__ЗАДАНИЕ 1__.
Как римляне называли Мертвое море, согласно тексту о Мертвом море?
·····
Игорь Губерман Александр Окунь

Вид материалаДокументы
Подобный материал:
1   ...   5   6   7   8   9   10   11   12   ...   42

Глава 9



Прежде всего, Мертвое море – это действительно единственное мертвое море в мире, хотя если подумать об экологии на планете Земля, то быть ему единственным осталось совсем недолго. Расположено оно в самом низком месте земного шара, на четыреста семнадцать метров ниже уровня любого обычного моря (имеется в виду еще полуживое Средиземное и остальные). А поскольку оно мелеет, опускаясь, то с каждым годом бьет свой собственный рекорд. Мертвым оно называется потому, что никто в нем не живет. Есть только в устье Иордана два типа архибактерий, сохранившихся со времен зарождения жизни на Земле, а в ручейках, которые впадают в него, водятся лишь мелкие рыбешки, слепые от рождения. Потому что разных солей здесь – аж тридцать процентов (отсюда на иврите это Соленое море).

Римляне называли Мертвое море Асфальтовым озером, и это справедливо. Набатеи продавали асфальт, сиречь битум (он же – смола), египтянам для бальзама, которым начиняли мумии. Помимо асфальта и соли в нем уймища невероятно полезных минералов, отчего вода здесь тяжелая и маслянистая.

Соответственно известным сказочным архетипам мертвая вода является целебной, а может быть – наоборот: архетипы появились оттого, что вода в Мертвом море целебная. Так или иначе, но стоит вам зайти в это море, как любая кожная пакость или царапина заживает чуть не прямо на глазах. Даже псориаз, и тот не в силах устоять перед этой водой – правда, чтобы он потускнел, надо окунать свое тело в эти воды не один раз, а несколько. Кроме того, здесь полно целебной грязи, а также не менее целебных серных источников. Не исключено, что они образовались в момент уничтожения Содома и Гоморры, ибо именно серу широко использовал Господь в ходе этой карательной операции. Сюда приезжали лечиться и царь Соломон, и Ирод, и Клеопатра, которая на основе воды Мертвого моря делала свой знаменитый бальзам красоты. Ее дело продолжили израильские косметические компании. Сегодня для граждан, желающих сделать свою кожу бархатистой, шелковистой и так далее, существуют водно грязевые заведения, принадлежащие киббуцу Эйн Геди, а также разные лечебные кабинеты в отелях, расположенных на берегу в южной части моря.

Для того чтобы утонуть в Мертвом море, необходимо приложить огромные, нечеловеческие старания, поэтому в нем никто не тонет. Что же касается плавания, то оно возможно, но весьма нестандартным способом: либо стоя, либо сидя. Заходить в воду рекомендуется осторожно (не дай бог, чтобы вода попала в глаза – вспомните рыбешек), а затем надо сесть и, подгребая руками, двигаться в любом направлении спиной вперед. Выйдя из воды, необходимо встать под душ с пресной водой, иначе кожа покроется слоем соли.
·····
__ЗАДАНИЕ 2__.
Пожалуйста, соберите из записей все строки, где встречается слово «building». Регистр букв учитывается.

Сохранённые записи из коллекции
·····
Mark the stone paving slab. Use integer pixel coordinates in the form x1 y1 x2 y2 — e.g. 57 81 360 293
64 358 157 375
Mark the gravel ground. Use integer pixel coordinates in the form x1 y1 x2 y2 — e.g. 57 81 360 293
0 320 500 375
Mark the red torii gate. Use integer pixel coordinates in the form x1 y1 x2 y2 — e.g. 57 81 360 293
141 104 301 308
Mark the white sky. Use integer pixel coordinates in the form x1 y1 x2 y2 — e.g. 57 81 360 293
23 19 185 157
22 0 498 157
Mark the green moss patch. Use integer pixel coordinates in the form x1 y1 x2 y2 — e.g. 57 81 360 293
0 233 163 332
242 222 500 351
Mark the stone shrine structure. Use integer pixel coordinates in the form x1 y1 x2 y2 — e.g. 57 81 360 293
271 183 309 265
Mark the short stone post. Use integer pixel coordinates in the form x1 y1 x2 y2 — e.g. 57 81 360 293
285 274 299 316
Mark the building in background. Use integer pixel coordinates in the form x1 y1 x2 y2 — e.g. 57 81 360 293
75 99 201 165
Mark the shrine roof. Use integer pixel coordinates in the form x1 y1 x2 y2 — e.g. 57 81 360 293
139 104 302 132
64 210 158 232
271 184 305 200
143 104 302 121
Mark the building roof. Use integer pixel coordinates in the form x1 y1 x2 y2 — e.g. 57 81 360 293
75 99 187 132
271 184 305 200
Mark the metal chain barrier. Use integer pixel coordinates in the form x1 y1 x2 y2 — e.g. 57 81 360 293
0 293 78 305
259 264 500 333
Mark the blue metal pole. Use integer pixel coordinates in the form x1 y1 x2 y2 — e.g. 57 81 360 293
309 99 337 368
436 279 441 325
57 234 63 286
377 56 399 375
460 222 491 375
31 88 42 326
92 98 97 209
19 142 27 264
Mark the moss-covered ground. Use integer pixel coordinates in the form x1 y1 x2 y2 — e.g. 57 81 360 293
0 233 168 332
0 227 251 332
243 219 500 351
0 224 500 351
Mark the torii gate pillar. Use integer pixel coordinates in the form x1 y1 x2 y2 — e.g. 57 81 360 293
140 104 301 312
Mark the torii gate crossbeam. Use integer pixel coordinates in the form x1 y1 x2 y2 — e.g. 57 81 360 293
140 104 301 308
·····
__РЕЗУЛЬТАТ ЗАДАНИЯ 1__.
Асфальтовым озером.

__РЕЗУЛЬТАТ ЗАДАНИЯ 2__.
Mark the building in background. Use integer pixel coordinates in the form x1 y1 x2 y2 — e.g. 57 81 360 293
Mark the building roof. Use integer pixel coordinates in the form x1 y1 x2 y2 — e.g. 57 81 360 293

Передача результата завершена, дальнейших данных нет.